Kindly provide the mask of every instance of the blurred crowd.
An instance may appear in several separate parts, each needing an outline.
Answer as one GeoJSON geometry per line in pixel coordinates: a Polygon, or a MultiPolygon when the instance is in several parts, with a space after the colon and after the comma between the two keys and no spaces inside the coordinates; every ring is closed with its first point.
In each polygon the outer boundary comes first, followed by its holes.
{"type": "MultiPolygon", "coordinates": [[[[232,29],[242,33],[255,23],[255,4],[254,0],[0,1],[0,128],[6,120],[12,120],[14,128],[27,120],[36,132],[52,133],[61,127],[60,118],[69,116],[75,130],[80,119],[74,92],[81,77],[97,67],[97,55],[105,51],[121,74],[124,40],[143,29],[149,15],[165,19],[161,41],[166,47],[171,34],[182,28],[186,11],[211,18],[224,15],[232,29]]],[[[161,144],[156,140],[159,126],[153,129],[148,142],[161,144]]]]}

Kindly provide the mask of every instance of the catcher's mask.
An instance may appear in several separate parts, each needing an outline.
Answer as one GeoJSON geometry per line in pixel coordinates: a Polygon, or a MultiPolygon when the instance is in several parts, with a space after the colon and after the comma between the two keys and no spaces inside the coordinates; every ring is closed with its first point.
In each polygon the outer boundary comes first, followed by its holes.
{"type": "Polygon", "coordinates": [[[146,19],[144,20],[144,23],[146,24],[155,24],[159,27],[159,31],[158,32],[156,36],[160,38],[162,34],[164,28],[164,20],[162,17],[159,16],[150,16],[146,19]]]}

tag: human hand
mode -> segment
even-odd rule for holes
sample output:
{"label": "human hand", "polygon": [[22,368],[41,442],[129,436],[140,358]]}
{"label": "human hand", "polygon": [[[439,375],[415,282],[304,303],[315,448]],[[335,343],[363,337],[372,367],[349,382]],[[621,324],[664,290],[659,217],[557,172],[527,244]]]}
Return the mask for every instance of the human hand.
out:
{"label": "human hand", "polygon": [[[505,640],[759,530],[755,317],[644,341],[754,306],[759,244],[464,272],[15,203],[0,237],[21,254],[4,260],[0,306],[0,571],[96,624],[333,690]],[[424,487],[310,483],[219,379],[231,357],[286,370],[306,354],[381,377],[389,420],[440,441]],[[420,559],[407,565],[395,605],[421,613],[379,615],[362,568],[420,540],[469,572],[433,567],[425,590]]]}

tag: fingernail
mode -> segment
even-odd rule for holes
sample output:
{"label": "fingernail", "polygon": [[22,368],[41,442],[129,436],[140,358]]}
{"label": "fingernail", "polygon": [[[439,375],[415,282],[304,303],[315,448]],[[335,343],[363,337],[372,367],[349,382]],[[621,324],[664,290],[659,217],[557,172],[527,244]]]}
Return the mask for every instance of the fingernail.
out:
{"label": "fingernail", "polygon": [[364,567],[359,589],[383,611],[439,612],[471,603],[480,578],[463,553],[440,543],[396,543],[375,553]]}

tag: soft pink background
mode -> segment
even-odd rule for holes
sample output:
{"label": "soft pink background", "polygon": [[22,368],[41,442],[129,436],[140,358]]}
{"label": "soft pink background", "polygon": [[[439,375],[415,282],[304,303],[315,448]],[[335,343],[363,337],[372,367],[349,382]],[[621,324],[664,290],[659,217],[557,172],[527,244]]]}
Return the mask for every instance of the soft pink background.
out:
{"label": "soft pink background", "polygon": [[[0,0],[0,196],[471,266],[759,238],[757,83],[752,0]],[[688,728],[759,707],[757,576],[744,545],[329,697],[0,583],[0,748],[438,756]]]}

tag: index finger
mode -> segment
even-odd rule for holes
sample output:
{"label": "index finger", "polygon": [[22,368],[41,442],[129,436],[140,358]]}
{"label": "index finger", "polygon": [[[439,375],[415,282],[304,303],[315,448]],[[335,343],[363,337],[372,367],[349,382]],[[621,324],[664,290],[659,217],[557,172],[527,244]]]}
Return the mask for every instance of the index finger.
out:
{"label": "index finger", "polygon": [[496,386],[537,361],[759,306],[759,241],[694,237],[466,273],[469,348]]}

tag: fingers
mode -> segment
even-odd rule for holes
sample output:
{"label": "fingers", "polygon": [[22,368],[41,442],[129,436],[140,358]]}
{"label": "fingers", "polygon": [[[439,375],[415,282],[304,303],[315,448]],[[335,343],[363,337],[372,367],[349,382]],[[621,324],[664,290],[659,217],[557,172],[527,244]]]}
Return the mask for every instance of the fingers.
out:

━━━━

## WHAT THIS TASK INVOLVES
Copy every row above, character for character, with nothing changed or left out.

## REPLY TO THE EXERCISE
Kindly provide the mask of every instance of the blurred crowd.
An instance may appear in several separate parts, each needing an outline.
Answer as one GeoJSON geometry per line in pixel coordinates: a Polygon, or a MultiPolygon when the instance is in several parts, with a space after the colon and after the comma between the two keys and no spaces inside the coordinates; every ring is closed with its first point.
In each polygon the outer boundary comes first, followed by its holes.
{"type": "MultiPolygon", "coordinates": [[[[232,29],[242,33],[255,23],[255,4],[254,0],[0,1],[0,128],[6,120],[12,120],[14,128],[27,120],[36,132],[52,133],[61,127],[60,118],[69,116],[75,130],[80,119],[74,92],[81,77],[97,67],[97,55],[105,51],[121,74],[124,40],[143,29],[149,15],[165,19],[161,41],[166,47],[171,34],[182,28],[186,11],[211,18],[224,15],[232,29]]],[[[161,144],[156,140],[159,126],[153,129],[148,142],[161,144]]]]}

Kindly provide the mask of every instance of the catcher's mask.
An instance may appear in several separate parts, each needing an outline.
Answer as one GeoJSON geometry per line in pixel coordinates: a Polygon, or a MultiPolygon when the instance is in several parts, with a space after the colon and after the comma between the two keys and no spaces inside the coordinates; every ring is closed with its first point.
In each polygon the outer boundary comes first, followed by its holes.
{"type": "Polygon", "coordinates": [[[146,19],[144,20],[144,23],[146,24],[155,24],[159,27],[159,31],[158,32],[156,36],[160,38],[162,34],[164,28],[164,20],[162,17],[159,16],[150,16],[146,19]]]}

tag: human hand
mode -> segment
even-odd rule for holes
sample output:
{"label": "human hand", "polygon": [[22,368],[41,442],[129,436],[140,358]]}
{"label": "human hand", "polygon": [[[439,375],[415,282],[304,303],[315,448]],[[335,343],[363,337],[372,367],[349,382]],[[621,324],[664,290],[659,217],[557,172],[527,244]]]}
Return the mask for every instance of the human hand.
out:
{"label": "human hand", "polygon": [[[505,640],[759,530],[755,317],[644,341],[754,306],[759,244],[464,272],[15,203],[0,237],[21,254],[4,260],[0,306],[0,571],[96,624],[333,690]],[[424,487],[310,483],[219,379],[231,357],[286,370],[306,354],[381,377],[389,420],[440,441]],[[420,559],[407,565],[395,605],[421,613],[379,615],[362,568],[420,540],[469,572],[433,567],[425,590]]]}

tag: fingernail
mode -> segment
even-odd rule for holes
sample output:
{"label": "fingernail", "polygon": [[22,368],[41,442],[129,436],[140,358]]}
{"label": "fingernail", "polygon": [[[439,375],[415,282],[304,303],[315,448]],[[335,343],[363,337],[372,367],[349,382]],[[621,324],[664,290],[659,217],[557,172],[527,244]]]}
Return the mask for every instance of the fingernail.
out:
{"label": "fingernail", "polygon": [[364,567],[359,589],[383,611],[439,612],[471,603],[480,578],[463,553],[440,543],[396,543],[375,553]]}

tag: soft pink background
mode -> segment
even-odd rule for holes
sample output:
{"label": "soft pink background", "polygon": [[22,368],[41,442],[129,436],[140,358]]}
{"label": "soft pink background", "polygon": [[[439,375],[415,282],[304,303],[315,448]],[[335,343],[363,337],[372,367],[349,382]],[[621,324],[664,290],[659,217],[557,172],[527,244]]]}
Return the mask for every instance of the soft pink background.
out:
{"label": "soft pink background", "polygon": [[[0,0],[0,196],[471,266],[759,238],[757,83],[752,0]],[[688,728],[759,707],[757,576],[744,545],[329,697],[0,583],[0,748],[438,756]]]}

tag: index finger
mode -> segment
even-odd rule for holes
sample output:
{"label": "index finger", "polygon": [[22,368],[41,442],[129,436],[140,358]]}
{"label": "index finger", "polygon": [[[439,375],[415,282],[304,303],[315,448]],[[335,343],[363,337],[372,367],[349,382]],[[621,324],[664,290],[659,217],[557,172],[527,244]]]}
Return the mask for every instance of the index finger.
out:
{"label": "index finger", "polygon": [[496,386],[537,361],[759,306],[759,241],[694,237],[466,273],[469,348]]}

tag: fingers
mode -> segment
even-odd rule for holes
sample output:
{"label": "fingers", "polygon": [[22,368],[41,442],[129,436],[140,358]]}
{"label": "fingers", "polygon": [[[439,375],[415,282],[304,303],[315,448]],[[335,343],[363,337],[372,367],[349,382]],[[621,324],[664,290],[659,217],[557,172],[527,244]]]}
Return the mask for every instance of the fingers.
out:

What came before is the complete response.